■ **Things to do**
(1) Write out the stretch of the passage on raising a real number to the power $i$ from "We have shown" through "of the unit circle.", word for word.
(2) Using the passage on raising a real number to the power $i$, decide whether each statement agrees with it. Answer yes or no for each and quote the words that settle it.
(a) The passage says $A^i$ has absolute value 1 for every real number $A$.
(b) In the passage, the hypotenuse and adjacent sides of the slice cut by a tiny angle both have length two.
(c) The passage calls the curvature of the circumference over a tiny angle significant.

++++ Quoted passage ++++

Consider a real number $A$, and take it to the power $i$. If our system of complex numbers is to be consistent, then $A^i$ must be a complex number; in other words, there must be two real numbers $x$ and $y$, which depend on $A$, such that:

$A^i=x+iy$

Furthermore, we can write $A^{-i}=x-iy$ for the same $x$ and $y$. Hence:

$x^2+y^2=(x+iy)(x-iy)=A^iA^{-i}=A^{i-i}=A^0=1$

We have shown that for any real number $A$, $|A^i|=1$, and therefore $A^i$ corresponds to a complex number which lies some angle $\theta$ along the unit circle.

Now consider the sine and cosine functions for extremely small angles $\epsilon$. A tiny angle $\epsilon$ cuts out a slice of the unit circle, and the curvature of the circumference over this small angle is negligible. We can therefore think of this slice as a right triangle with angle $\epsilon$, and the hypotenuse and adjacent sides are both length one since they correspond to the radius of the unit circle.

++++ Data listing ++++

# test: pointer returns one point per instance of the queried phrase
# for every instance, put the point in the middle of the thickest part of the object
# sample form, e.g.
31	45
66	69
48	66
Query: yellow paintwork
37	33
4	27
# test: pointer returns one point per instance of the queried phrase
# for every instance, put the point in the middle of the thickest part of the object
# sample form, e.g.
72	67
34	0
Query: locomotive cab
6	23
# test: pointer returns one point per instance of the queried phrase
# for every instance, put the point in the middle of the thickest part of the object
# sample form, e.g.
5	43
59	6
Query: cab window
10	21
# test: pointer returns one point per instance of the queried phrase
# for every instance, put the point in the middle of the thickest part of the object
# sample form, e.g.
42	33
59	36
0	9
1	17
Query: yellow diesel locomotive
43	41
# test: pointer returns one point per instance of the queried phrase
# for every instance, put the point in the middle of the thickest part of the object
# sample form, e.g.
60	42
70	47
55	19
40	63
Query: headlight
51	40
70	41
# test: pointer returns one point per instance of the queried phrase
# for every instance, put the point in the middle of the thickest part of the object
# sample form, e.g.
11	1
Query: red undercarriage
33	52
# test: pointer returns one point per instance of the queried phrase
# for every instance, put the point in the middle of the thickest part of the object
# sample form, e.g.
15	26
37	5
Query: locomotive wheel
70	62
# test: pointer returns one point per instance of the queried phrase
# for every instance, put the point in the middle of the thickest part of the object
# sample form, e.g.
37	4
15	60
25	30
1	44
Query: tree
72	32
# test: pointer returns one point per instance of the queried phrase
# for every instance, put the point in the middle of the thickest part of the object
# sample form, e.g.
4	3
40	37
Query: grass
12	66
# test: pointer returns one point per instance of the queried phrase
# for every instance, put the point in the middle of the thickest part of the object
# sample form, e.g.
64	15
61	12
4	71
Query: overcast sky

++++

■ **Answers given**
(1)
We have shown that for any real number $A$, $|A^i|=1$, and therefore $A^i$ corresponds to a complex number which lies some angle $\theta$ along the unit circle.

Now consider the sine and cosine functions for extremely small angles $\epsilon$. A tiny angle $\epsilon$ cuts out a slice of the unit circle, and the curvature of the circumference over this small angle is negligible. We can therefore think of this slice as a right triangle with angle $\epsilon$, and the hypotenuse and adjacent sides are both length one since they correspond to the radius of the unit circle.

(2)
(a) Yes: "We have shown that for any real number $A$, $|A^i|=1$"
(b) No: "the hypotenuse and adjacent sides are both length one"
(c) No: "the curvature of the circumference over this small angle is negligible"